══ Extracted information ══

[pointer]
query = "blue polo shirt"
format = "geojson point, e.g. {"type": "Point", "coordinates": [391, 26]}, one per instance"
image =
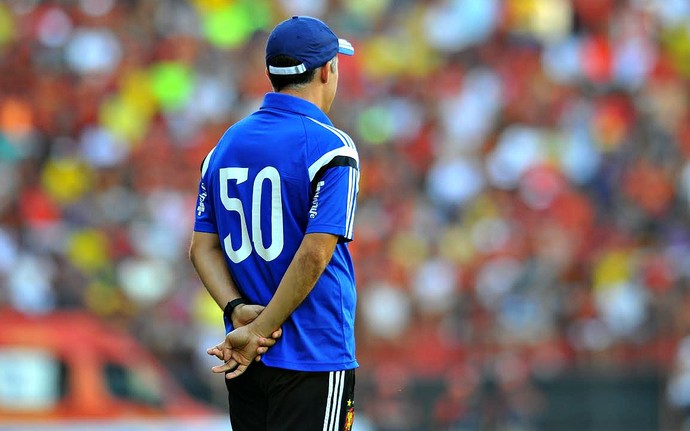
{"type": "Point", "coordinates": [280, 173]}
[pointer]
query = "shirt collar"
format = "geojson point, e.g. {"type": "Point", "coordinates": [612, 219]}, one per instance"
{"type": "Point", "coordinates": [287, 102]}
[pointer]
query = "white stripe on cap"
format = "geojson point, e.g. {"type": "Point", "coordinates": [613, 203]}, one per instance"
{"type": "Point", "coordinates": [345, 47]}
{"type": "Point", "coordinates": [289, 70]}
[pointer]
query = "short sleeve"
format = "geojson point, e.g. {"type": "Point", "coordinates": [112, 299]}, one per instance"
{"type": "Point", "coordinates": [205, 220]}
{"type": "Point", "coordinates": [334, 202]}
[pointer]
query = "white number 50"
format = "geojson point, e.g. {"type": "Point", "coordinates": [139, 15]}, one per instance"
{"type": "Point", "coordinates": [240, 175]}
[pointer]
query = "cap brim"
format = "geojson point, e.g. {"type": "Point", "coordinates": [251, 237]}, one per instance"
{"type": "Point", "coordinates": [345, 47]}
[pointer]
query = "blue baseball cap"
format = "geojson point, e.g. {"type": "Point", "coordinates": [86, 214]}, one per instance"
{"type": "Point", "coordinates": [306, 39]}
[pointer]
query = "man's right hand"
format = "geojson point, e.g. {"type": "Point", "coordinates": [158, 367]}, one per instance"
{"type": "Point", "coordinates": [240, 348]}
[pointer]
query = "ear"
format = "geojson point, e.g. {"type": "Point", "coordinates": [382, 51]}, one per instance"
{"type": "Point", "coordinates": [324, 73]}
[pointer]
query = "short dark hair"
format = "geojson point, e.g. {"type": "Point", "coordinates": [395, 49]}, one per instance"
{"type": "Point", "coordinates": [280, 82]}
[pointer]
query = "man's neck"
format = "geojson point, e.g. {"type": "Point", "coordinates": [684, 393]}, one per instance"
{"type": "Point", "coordinates": [308, 93]}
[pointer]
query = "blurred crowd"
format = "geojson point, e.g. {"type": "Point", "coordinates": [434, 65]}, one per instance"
{"type": "Point", "coordinates": [524, 199]}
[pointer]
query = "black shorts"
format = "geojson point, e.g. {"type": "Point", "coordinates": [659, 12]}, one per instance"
{"type": "Point", "coordinates": [274, 399]}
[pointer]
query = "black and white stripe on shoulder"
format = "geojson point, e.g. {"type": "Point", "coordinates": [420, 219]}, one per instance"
{"type": "Point", "coordinates": [207, 159]}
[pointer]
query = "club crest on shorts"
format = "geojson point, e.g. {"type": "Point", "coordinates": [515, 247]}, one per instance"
{"type": "Point", "coordinates": [350, 417]}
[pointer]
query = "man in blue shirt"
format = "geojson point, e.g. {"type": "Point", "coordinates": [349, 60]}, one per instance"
{"type": "Point", "coordinates": [275, 213]}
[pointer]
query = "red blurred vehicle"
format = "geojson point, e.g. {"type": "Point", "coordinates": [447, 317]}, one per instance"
{"type": "Point", "coordinates": [69, 366]}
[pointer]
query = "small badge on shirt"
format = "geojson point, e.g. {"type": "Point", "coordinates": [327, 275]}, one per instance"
{"type": "Point", "coordinates": [315, 202]}
{"type": "Point", "coordinates": [202, 197]}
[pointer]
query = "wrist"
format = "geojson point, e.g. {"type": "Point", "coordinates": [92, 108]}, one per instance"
{"type": "Point", "coordinates": [231, 306]}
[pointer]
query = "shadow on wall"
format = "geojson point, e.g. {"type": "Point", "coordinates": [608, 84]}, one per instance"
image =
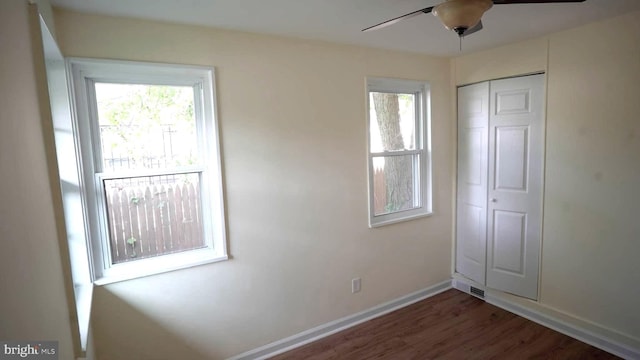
{"type": "Point", "coordinates": [137, 336]}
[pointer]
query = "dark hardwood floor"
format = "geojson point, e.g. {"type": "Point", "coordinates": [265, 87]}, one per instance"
{"type": "Point", "coordinates": [450, 325]}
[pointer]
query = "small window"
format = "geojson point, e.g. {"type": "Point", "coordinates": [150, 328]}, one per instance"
{"type": "Point", "coordinates": [151, 166]}
{"type": "Point", "coordinates": [398, 148]}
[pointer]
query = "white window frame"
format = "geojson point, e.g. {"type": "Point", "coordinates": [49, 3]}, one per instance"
{"type": "Point", "coordinates": [84, 73]}
{"type": "Point", "coordinates": [422, 189]}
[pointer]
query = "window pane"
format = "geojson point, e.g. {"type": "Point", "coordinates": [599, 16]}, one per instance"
{"type": "Point", "coordinates": [395, 183]}
{"type": "Point", "coordinates": [146, 126]}
{"type": "Point", "coordinates": [153, 215]}
{"type": "Point", "coordinates": [392, 121]}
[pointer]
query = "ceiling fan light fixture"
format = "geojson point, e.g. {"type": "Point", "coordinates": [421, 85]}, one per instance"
{"type": "Point", "coordinates": [461, 15]}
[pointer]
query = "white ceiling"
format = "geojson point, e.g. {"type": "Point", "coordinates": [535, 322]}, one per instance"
{"type": "Point", "coordinates": [341, 20]}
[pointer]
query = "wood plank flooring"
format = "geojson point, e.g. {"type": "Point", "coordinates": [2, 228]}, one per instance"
{"type": "Point", "coordinates": [450, 325]}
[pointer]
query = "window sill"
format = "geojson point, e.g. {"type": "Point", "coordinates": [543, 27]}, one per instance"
{"type": "Point", "coordinates": [140, 270]}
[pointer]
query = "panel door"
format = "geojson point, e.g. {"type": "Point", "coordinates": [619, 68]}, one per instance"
{"type": "Point", "coordinates": [473, 150]}
{"type": "Point", "coordinates": [516, 143]}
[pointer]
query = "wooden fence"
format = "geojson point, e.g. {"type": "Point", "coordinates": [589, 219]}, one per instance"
{"type": "Point", "coordinates": [152, 220]}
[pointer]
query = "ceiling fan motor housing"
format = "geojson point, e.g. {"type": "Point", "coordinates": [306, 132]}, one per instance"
{"type": "Point", "coordinates": [461, 15]}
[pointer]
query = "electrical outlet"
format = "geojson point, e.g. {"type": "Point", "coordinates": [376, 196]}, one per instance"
{"type": "Point", "coordinates": [355, 285]}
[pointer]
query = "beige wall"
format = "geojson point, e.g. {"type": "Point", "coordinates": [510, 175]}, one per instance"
{"type": "Point", "coordinates": [591, 235]}
{"type": "Point", "coordinates": [292, 116]}
{"type": "Point", "coordinates": [33, 301]}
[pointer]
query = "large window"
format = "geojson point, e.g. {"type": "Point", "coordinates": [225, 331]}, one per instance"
{"type": "Point", "coordinates": [399, 150]}
{"type": "Point", "coordinates": [151, 166]}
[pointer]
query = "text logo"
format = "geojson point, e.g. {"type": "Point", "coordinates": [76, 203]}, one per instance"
{"type": "Point", "coordinates": [33, 350]}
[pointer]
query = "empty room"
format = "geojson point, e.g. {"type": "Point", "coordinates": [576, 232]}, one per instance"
{"type": "Point", "coordinates": [355, 179]}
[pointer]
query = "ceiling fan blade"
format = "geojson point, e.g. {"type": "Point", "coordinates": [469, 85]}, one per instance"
{"type": "Point", "coordinates": [395, 20]}
{"type": "Point", "coordinates": [498, 2]}
{"type": "Point", "coordinates": [476, 28]}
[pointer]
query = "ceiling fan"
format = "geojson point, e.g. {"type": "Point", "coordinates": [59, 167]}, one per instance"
{"type": "Point", "coordinates": [463, 16]}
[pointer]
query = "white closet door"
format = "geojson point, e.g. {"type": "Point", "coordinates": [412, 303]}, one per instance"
{"type": "Point", "coordinates": [516, 142]}
{"type": "Point", "coordinates": [473, 135]}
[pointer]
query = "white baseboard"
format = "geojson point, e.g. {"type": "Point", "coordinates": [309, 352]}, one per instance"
{"type": "Point", "coordinates": [587, 332]}
{"type": "Point", "coordinates": [319, 332]}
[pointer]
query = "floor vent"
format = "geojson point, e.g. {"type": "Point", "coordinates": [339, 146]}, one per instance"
{"type": "Point", "coordinates": [477, 292]}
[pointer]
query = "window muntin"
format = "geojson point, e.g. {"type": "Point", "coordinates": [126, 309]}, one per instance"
{"type": "Point", "coordinates": [151, 165]}
{"type": "Point", "coordinates": [398, 147]}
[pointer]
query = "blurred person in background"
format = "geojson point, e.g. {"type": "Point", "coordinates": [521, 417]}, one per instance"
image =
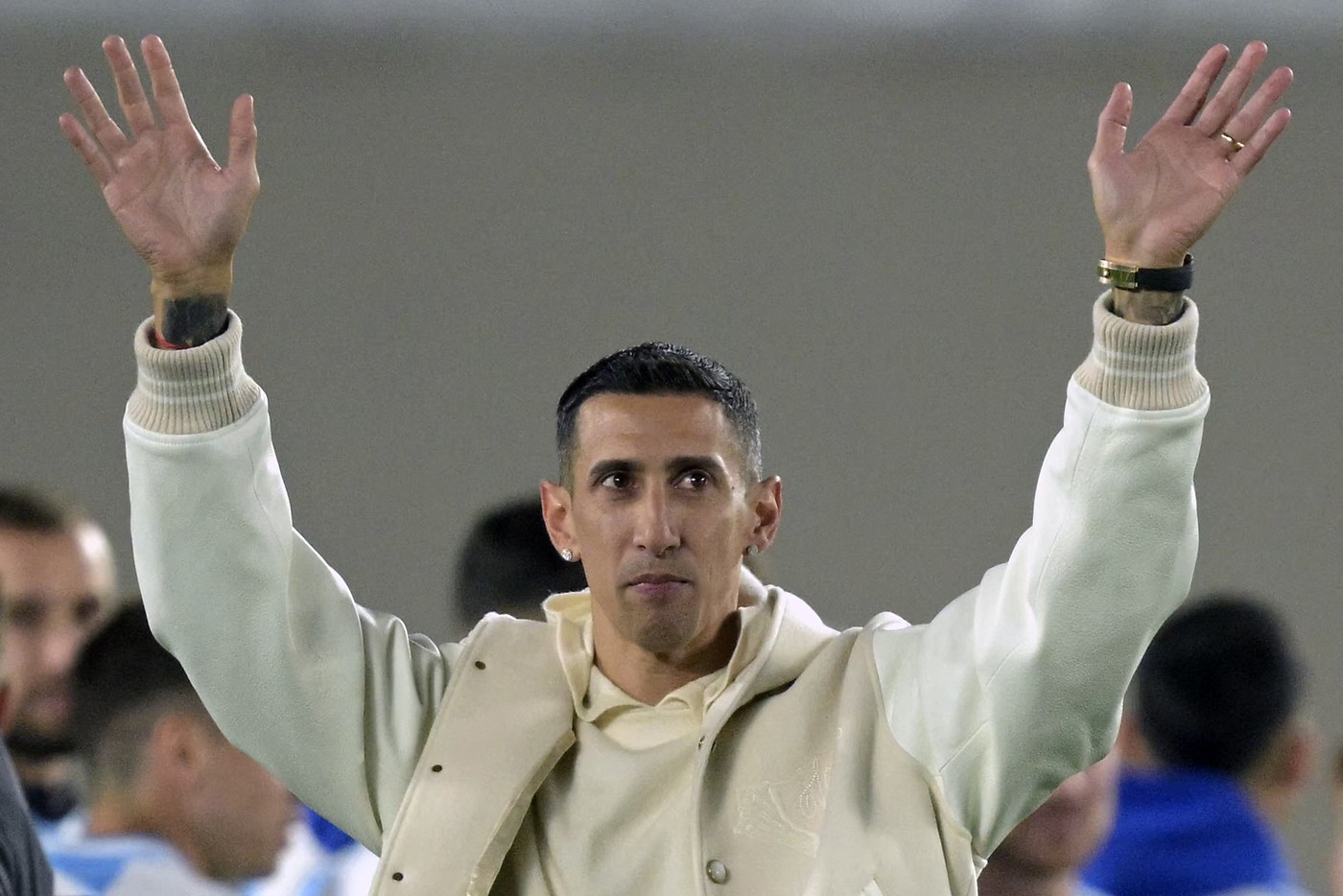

═══

Exercise details:
Gather every line of the listing that contains the string "blue", matching case exactly.

Exercise output:
query = "blue polo shirt"
query = "blue baseball cap"
query = "man in blue shirt"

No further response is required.